Start of Block
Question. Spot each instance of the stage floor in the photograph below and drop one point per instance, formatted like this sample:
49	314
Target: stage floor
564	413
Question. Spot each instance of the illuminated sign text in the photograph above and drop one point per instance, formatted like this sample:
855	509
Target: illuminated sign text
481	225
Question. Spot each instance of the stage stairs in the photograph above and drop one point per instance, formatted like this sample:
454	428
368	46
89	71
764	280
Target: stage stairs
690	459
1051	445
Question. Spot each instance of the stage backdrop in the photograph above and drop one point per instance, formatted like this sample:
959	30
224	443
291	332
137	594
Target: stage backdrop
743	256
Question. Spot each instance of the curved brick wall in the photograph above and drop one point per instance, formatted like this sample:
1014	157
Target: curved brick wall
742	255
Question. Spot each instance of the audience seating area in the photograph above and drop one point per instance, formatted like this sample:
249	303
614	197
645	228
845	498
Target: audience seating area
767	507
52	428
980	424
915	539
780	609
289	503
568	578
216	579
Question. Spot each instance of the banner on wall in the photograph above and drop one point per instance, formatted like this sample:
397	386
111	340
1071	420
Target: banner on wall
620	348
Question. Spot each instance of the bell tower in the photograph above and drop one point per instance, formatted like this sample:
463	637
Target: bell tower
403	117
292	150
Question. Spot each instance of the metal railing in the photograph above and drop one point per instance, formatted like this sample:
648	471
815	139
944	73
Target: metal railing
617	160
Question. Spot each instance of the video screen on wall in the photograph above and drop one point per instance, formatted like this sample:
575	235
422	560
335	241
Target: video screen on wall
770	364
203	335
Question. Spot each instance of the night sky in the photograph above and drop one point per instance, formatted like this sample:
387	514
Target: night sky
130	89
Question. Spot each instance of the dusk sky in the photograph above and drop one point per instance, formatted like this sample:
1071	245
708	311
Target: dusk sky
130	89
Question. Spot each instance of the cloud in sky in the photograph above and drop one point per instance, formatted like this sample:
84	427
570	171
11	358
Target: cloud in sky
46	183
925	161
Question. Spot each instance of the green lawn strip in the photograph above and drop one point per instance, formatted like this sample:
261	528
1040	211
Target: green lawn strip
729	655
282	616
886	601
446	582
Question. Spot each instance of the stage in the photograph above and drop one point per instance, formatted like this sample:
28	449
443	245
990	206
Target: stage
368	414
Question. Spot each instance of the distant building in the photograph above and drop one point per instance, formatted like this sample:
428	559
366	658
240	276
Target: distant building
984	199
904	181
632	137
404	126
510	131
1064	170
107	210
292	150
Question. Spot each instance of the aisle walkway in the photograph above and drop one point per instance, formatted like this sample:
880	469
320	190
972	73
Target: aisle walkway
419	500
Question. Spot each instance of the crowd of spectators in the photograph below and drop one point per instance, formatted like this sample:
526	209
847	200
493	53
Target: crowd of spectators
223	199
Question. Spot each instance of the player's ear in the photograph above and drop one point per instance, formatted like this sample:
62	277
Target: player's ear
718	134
End of Block
__TASK INSTRUCTIONS__. Going through the records above, state how many lines carry "below", with no other text.

__WORKED SOLUTION__. 2